◆ **Task requirements**:
Set it all down exactly, every record and every line.
*** Opening of Material provided ***
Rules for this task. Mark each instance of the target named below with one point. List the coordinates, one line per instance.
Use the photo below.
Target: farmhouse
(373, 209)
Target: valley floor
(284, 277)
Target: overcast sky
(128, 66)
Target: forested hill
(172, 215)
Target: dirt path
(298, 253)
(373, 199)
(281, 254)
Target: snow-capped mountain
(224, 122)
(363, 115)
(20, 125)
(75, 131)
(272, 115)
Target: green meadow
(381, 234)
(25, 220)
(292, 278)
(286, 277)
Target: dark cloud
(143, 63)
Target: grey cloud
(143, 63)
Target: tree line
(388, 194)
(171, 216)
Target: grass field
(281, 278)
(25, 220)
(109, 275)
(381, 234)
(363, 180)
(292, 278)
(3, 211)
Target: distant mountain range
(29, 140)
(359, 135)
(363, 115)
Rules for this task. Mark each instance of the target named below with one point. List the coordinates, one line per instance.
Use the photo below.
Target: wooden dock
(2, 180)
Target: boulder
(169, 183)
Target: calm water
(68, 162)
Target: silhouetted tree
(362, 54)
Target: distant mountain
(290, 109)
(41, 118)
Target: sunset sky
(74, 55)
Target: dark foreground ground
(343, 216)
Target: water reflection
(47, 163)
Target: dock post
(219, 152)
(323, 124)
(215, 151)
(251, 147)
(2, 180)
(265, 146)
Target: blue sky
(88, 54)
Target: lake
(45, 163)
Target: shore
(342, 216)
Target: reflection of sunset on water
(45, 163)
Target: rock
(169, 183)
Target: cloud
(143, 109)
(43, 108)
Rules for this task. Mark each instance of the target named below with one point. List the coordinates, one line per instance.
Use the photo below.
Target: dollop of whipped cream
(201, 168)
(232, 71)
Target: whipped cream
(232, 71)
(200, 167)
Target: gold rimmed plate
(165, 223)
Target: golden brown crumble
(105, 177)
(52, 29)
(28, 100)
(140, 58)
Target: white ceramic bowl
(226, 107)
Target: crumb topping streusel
*** Close of Material provided ***
◆ **Task output**:
Rules for this task. Mark each instance of the target named below with one point. List the coordinates, one line per instance.
Use the photo below.
Target: farmhouse
(373, 209)
Target: valley floor
(284, 277)
Target: overcast sky
(128, 66)
Target: forested hill
(172, 215)
Target: dirt path
(298, 253)
(373, 199)
(281, 254)
Target: snow-capped mountain
(224, 122)
(363, 115)
(20, 125)
(75, 131)
(272, 115)
Target: green meadow
(381, 234)
(25, 220)
(292, 278)
(286, 277)
Target: dark cloud
(143, 63)
Target: grey cloud
(143, 63)
Target: tree line
(388, 194)
(171, 216)
Target: grass field
(281, 278)
(25, 220)
(109, 275)
(381, 234)
(363, 180)
(292, 278)
(3, 211)
Target: distant mountain range
(29, 140)
(359, 135)
(363, 115)
Rules for this task. Mark each instance of the target named below with one point. List the coordinates, one line per instance.
Use the photo below.
Target: wooden dock
(2, 180)
Target: boulder
(169, 183)
Target: calm water
(68, 162)
Target: silhouetted tree
(362, 54)
Target: distant mountain
(290, 109)
(41, 118)
Target: sunset sky
(74, 55)
Target: dark foreground ground
(343, 216)
Target: water reflection
(47, 163)
Target: dock post
(219, 152)
(323, 124)
(215, 151)
(251, 147)
(2, 180)
(265, 146)
Target: blue sky
(88, 54)
Target: lake
(45, 163)
Target: shore
(342, 216)
Target: reflection of sunset on water
(45, 163)
Target: rock
(169, 183)
Target: cloud
(143, 109)
(43, 108)
Rules for this task. Mark each instance of the target named below with one point. List the coordinates, one line per instance.
Use the photo below.
Target: dollop of whipped cream
(201, 168)
(232, 71)
Target: whipped cream
(232, 71)
(200, 167)
Target: gold rimmed plate
(165, 223)
Target: golden brown crumble
(105, 177)
(52, 29)
(28, 100)
(140, 58)
Target: white ceramic bowl
(226, 107)
Target: crumb topping streusel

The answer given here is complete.